### ESTRATTO:
^^^^^^^^^^^^^^^^

Quello zoo a cielo aperto chiamato Roma

Marco Morello

Un tempo c’erano gli zoosafari. Intere famigliole in trasferta, con corredo di bambini festanti e increduli sul sedile posteriore, potevano ammirare e fotografare frotte di animali immersi nel loro ambiente naturale. Oggi invece non c’è più bisogno di prendere la macchina e partire, la fauna selvatica si corre il rischio di trovarsela proprio dietro casa. Con il passare degli anni Roma, oltre ad assumere le caratteristiche di una città multietnica e multiculturale, sta diventando anche «multianimale». Ad abitarla non sono soltanto gatti, cani e affini, ma anche pitoni, cormorani e struzzi. Di questo passo le tigri a zonzo in una via della Capitale, che tanta sorpresa hanno destato ai protagonisti della scena finale dell’ultimo film di Roberto Benigni, potrebbero diventare un’abitudine.
La causa di questo fenomeno è da ricercarsi nella particolare conformazione territoriale della città, una vera e propria autostrada biologica. «Roma è l’esempio ideale di corridoio biologico - spiega Fulvio Fraticelli, direttore scientifico della Fondazione Bioparco - un canale che permette la presenza di specie differenti, soprattutto di quelle selvatiche. Può essere un tratto di terra, una corrente aerea con una direzione particolare o un fiume che sfocia nel mare. Il Tevere è un ottimo esempio, ecco perché molti uccelli passano per Roma». E così i cormorani, dopo essersi insediati tre anni fa nella zona della Magliana, hanno già raggiunto l’Isola Tiberina. E con loro gabbiani, colonie di cornacchie, cicogne nere nel laghetto dell’Eur o un picchio verde che per errore ha preso dimora a Villa Borghese e non riesce a riprodursi. Oltre alla natura anche l’uomo ci mette molto del suo: il caso recente dei tre pappagalli confiscati dalla Lav a un mendicante è comunque un’ulteriore traccia della facile reperibilità di pennuti esotici nei dintorni.

^^^^^^^^^^^^^^^^

### ELENCO RIGHE:
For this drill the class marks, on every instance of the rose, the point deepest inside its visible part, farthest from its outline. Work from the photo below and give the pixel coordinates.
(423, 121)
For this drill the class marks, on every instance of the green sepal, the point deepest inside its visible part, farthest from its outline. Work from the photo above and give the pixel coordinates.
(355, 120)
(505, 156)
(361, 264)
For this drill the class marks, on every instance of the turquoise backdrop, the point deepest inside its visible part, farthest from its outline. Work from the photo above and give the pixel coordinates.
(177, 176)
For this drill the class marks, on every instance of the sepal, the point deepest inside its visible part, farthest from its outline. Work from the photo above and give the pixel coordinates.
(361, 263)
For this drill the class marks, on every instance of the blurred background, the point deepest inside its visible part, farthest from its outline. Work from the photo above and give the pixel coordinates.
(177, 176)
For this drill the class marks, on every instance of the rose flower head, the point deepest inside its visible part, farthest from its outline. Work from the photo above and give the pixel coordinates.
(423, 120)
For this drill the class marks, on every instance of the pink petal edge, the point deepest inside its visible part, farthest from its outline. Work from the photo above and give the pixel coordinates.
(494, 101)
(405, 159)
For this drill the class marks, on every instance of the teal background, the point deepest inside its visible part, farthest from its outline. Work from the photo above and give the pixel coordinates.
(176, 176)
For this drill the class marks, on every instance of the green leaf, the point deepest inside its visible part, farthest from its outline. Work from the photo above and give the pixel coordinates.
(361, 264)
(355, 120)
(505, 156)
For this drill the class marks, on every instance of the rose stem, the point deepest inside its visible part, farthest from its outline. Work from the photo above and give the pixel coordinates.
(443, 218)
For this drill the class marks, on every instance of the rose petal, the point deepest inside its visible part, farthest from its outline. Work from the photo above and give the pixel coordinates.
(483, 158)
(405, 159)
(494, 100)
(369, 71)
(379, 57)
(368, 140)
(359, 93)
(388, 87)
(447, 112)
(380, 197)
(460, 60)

^^^^^^^^^^^^^^^^

### ISTRUZIONI:
**A.** Trascrivi l'articolo sulla fauna selvatica a Roma da "Un tempo c’erano" a "potrebbero diventare un’abitudine.".
**B.** Prosegui l'articolo sulla fauna selvatica a Roma dopo la sua ultima frase.

### RISPOSTE AI COMPITI:
**A.**
Un tempo c’erano gli zoosafari. Intere famigliole in trasferta, con corredo di bambini festanti e increduli sul sedile posteriore, potevano ammirare e fotografare frotte di animali immersi nel loro ambiente naturale. Oggi invece non c’è più bisogno di prendere la macchina e partire, la fauna selvatica si corre il rischio di trovarsela proprio dietro casa. Con il passare degli anni Roma, oltre ad assumere le caratteristiche di una città multietnica e multiculturale, sta diventando anche «multianimale». Ad abitarla non sono soltanto gatti, cani e affini, ma anche pitoni, cormorani e struzzi. Di questo passo le tigri a zonzo in una via della Capitale, che tanta sorpresa hanno destato ai protagonisti della scena finale dell’ultimo film di Roberto Benigni, potrebbero diventare un’abitudine.

**B.**
I volatili, comunque, sono soltanto la punta dell’iceberg di un quadro dalle molteplici sfumature. I rettili continuano a essere molto «gettonati» nelle segnalazioni che quotidianamente giungono al Centro recupero fauna selvatica. Pitoni, caimani, coccodrilli e persino un varano scappati da circhi e dalle cure dei loro padroni, o ancora peggio abbandonati, hanno disseminato il panico più di una volta. Immaginarsi la faccia basita di un povero passante che all’improvviso se ne vede parare uno davanti non può che far sorridere, ma nessuno probabilmente vorrebbe essere al suo posto. Alcuni episodi, poi, hanno del paradossale. Nel 2003 fu trovato un orsetto lavatore in via Po, mentre nel 1997 una iena è stata portata al guinzaglio a Villa Pamphili da una ragazza che l’aveva trovata in un cassonetto e l’aveva adottata scambiandola per un cucciolo di cane. Ma questo è niente se si pensa che la Polizia otto anni fa si è lanciata all’inseguimento di un cammello al Tuscolano e di uno struzzo a Boccea.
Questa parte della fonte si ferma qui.